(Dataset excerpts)
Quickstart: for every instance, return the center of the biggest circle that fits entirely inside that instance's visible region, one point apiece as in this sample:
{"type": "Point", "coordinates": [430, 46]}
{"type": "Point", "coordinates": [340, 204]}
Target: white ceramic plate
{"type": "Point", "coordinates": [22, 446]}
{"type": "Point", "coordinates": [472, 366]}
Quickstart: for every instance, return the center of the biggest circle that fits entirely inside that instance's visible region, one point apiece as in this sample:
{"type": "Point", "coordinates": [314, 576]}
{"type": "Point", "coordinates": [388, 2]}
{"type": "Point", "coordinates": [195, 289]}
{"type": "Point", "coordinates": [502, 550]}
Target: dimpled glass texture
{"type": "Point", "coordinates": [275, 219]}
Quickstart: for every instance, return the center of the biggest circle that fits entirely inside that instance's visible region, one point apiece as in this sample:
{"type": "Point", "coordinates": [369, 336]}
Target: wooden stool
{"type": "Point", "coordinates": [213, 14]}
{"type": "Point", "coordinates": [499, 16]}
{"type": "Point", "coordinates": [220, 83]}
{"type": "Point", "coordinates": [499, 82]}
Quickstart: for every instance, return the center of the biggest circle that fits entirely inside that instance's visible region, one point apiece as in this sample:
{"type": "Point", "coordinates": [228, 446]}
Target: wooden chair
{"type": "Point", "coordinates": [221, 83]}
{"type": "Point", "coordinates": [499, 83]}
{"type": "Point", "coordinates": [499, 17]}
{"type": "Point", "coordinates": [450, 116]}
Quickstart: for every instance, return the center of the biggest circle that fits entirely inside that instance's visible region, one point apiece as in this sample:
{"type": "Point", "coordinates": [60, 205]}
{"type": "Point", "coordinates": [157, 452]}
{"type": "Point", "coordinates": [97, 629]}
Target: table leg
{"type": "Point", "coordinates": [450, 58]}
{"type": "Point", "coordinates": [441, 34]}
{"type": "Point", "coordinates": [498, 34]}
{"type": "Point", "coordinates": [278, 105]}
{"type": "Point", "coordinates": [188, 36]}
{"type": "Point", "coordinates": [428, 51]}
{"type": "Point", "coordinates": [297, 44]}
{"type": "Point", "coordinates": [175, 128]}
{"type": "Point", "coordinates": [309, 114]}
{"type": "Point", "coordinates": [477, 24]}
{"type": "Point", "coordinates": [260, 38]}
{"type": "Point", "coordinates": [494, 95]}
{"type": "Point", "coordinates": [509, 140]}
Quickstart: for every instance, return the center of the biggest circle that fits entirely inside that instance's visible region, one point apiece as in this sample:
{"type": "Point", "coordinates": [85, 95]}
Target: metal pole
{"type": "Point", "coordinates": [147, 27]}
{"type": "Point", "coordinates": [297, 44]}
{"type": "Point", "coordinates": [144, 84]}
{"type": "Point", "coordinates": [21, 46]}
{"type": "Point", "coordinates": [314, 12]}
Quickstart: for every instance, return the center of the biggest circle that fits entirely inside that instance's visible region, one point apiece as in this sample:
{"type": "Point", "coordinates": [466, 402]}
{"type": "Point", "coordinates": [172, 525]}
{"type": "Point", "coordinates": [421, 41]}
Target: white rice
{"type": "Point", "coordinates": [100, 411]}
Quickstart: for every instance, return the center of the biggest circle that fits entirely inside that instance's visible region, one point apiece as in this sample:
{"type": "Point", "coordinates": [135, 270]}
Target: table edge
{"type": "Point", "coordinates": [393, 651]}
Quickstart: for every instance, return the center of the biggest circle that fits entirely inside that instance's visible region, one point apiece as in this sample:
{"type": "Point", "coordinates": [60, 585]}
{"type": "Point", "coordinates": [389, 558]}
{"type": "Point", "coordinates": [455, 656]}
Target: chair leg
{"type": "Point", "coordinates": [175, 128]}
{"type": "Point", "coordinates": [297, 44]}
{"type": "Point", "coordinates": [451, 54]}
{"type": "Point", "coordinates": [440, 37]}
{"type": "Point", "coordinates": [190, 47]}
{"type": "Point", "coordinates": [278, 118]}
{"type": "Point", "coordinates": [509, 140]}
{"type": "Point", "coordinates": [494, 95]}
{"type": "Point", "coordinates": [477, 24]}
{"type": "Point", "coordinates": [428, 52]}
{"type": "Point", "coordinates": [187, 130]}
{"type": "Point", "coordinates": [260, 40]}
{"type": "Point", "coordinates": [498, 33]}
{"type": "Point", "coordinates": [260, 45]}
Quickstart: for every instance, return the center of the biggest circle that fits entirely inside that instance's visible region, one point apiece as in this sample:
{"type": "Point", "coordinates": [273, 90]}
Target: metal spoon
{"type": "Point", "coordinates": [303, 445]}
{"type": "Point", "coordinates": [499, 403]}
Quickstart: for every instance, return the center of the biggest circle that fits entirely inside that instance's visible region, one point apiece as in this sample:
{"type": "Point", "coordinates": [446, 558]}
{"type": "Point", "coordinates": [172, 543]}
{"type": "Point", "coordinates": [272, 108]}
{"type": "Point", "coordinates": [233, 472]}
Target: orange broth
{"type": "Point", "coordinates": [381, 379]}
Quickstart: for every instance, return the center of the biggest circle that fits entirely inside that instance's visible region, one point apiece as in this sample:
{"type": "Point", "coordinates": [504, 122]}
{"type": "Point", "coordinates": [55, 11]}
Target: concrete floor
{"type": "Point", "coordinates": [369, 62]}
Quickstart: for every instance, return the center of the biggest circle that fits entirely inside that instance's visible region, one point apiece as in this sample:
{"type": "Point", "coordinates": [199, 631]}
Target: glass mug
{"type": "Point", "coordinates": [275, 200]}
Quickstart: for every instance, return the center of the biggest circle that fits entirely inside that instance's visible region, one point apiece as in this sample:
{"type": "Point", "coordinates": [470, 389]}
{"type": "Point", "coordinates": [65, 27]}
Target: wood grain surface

> **WHAT YOU SHOULD DO**:
All entries must come back exactly as they were written.

> **EXERCISE RESULT**:
Quickstart: for every instance, return the center of the biggest circle that fits entirely inside that instance's visible region, one point apiece as in this sample:
{"type": "Point", "coordinates": [430, 46]}
{"type": "Point", "coordinates": [340, 204]}
Target: white ceramic plate
{"type": "Point", "coordinates": [22, 446]}
{"type": "Point", "coordinates": [472, 366]}
Quickstart: for every instance, return the center of the biggest circle that fits entirely inside that instance's visible region, one point apiece as in this sample:
{"type": "Point", "coordinates": [314, 576]}
{"type": "Point", "coordinates": [388, 2]}
{"type": "Point", "coordinates": [195, 289]}
{"type": "Point", "coordinates": [502, 550]}
Target: dimpled glass texture
{"type": "Point", "coordinates": [275, 219]}
Quickstart: for every instance, return the center of the biggest circle that fits entirely inside that instance's visible region, one point apiece as in this sample:
{"type": "Point", "coordinates": [369, 336]}
Target: wooden stool
{"type": "Point", "coordinates": [213, 14]}
{"type": "Point", "coordinates": [499, 16]}
{"type": "Point", "coordinates": [220, 83]}
{"type": "Point", "coordinates": [499, 82]}
Quickstart: for every instance, return the center of the biggest circle that fits entirely inside that instance's visible region, one point apiece as in this sample:
{"type": "Point", "coordinates": [228, 446]}
Target: wooden chair
{"type": "Point", "coordinates": [221, 83]}
{"type": "Point", "coordinates": [499, 83]}
{"type": "Point", "coordinates": [499, 17]}
{"type": "Point", "coordinates": [450, 116]}
Quickstart: for every instance, return the center of the biggest circle that fits entirely inside that instance's visible region, one point apiece as in this sample:
{"type": "Point", "coordinates": [60, 205]}
{"type": "Point", "coordinates": [157, 452]}
{"type": "Point", "coordinates": [97, 629]}
Target: table leg
{"type": "Point", "coordinates": [450, 58]}
{"type": "Point", "coordinates": [441, 34]}
{"type": "Point", "coordinates": [498, 34]}
{"type": "Point", "coordinates": [278, 105]}
{"type": "Point", "coordinates": [188, 36]}
{"type": "Point", "coordinates": [428, 51]}
{"type": "Point", "coordinates": [297, 44]}
{"type": "Point", "coordinates": [175, 128]}
{"type": "Point", "coordinates": [309, 114]}
{"type": "Point", "coordinates": [477, 24]}
{"type": "Point", "coordinates": [260, 38]}
{"type": "Point", "coordinates": [494, 95]}
{"type": "Point", "coordinates": [509, 140]}
Quickstart: for every instance, return the center of the biggest circle that fits entirely inside that instance's visible region, one point apiece as in this sample:
{"type": "Point", "coordinates": [85, 95]}
Target: metal pole
{"type": "Point", "coordinates": [147, 27]}
{"type": "Point", "coordinates": [297, 44]}
{"type": "Point", "coordinates": [144, 84]}
{"type": "Point", "coordinates": [21, 46]}
{"type": "Point", "coordinates": [314, 12]}
Quickstart: for every instance, return the center of the biggest circle that fits entirely inside that instance's visible region, one point apiece as in this sample:
{"type": "Point", "coordinates": [466, 402]}
{"type": "Point", "coordinates": [172, 525]}
{"type": "Point", "coordinates": [421, 41]}
Target: white rice
{"type": "Point", "coordinates": [100, 411]}
Quickstart: for every instance, return the center of the biggest circle that fits entirely inside that instance's visible region, one point apiece as in this sample:
{"type": "Point", "coordinates": [135, 270]}
Target: table edge
{"type": "Point", "coordinates": [393, 651]}
Quickstart: for every instance, return the center of the biggest circle that fits entirely inside that instance's visible region, one point apiece as in this sample:
{"type": "Point", "coordinates": [60, 585]}
{"type": "Point", "coordinates": [389, 558]}
{"type": "Point", "coordinates": [455, 656]}
Target: chair leg
{"type": "Point", "coordinates": [175, 128]}
{"type": "Point", "coordinates": [297, 44]}
{"type": "Point", "coordinates": [451, 54]}
{"type": "Point", "coordinates": [440, 37]}
{"type": "Point", "coordinates": [190, 47]}
{"type": "Point", "coordinates": [278, 118]}
{"type": "Point", "coordinates": [509, 140]}
{"type": "Point", "coordinates": [494, 95]}
{"type": "Point", "coordinates": [477, 24]}
{"type": "Point", "coordinates": [428, 52]}
{"type": "Point", "coordinates": [187, 130]}
{"type": "Point", "coordinates": [260, 40]}
{"type": "Point", "coordinates": [498, 33]}
{"type": "Point", "coordinates": [260, 45]}
Quickstart: for every instance, return the center of the biggest circle that fits entirely inside that instance's visible region, one point apiece as in this sample:
{"type": "Point", "coordinates": [273, 90]}
Target: metal spoon
{"type": "Point", "coordinates": [303, 445]}
{"type": "Point", "coordinates": [499, 403]}
Quickstart: for every instance, return the center of the biggest circle that fits entirely inside that instance's visible region, one point apiece as in this sample:
{"type": "Point", "coordinates": [446, 558]}
{"type": "Point", "coordinates": [172, 543]}
{"type": "Point", "coordinates": [272, 108]}
{"type": "Point", "coordinates": [233, 472]}
Target: orange broth
{"type": "Point", "coordinates": [381, 379]}
Quickstart: for every instance, return the center of the biggest circle that fits entirely inside that instance's visible region, one point apiece as in this sample:
{"type": "Point", "coordinates": [504, 122]}
{"type": "Point", "coordinates": [55, 11]}
Target: concrete floor
{"type": "Point", "coordinates": [369, 62]}
Quickstart: for every instance, return the center of the biggest circle that fits entirely inside that instance's visible region, one point apiece as in this sample:
{"type": "Point", "coordinates": [199, 631]}
Target: glass mug
{"type": "Point", "coordinates": [275, 200]}
Quickstart: for every instance, return the center of the biggest circle that fits entirely inside that instance's visible region, one point apiece as in this sample:
{"type": "Point", "coordinates": [470, 389]}
{"type": "Point", "coordinates": [65, 27]}
Target: wood grain surface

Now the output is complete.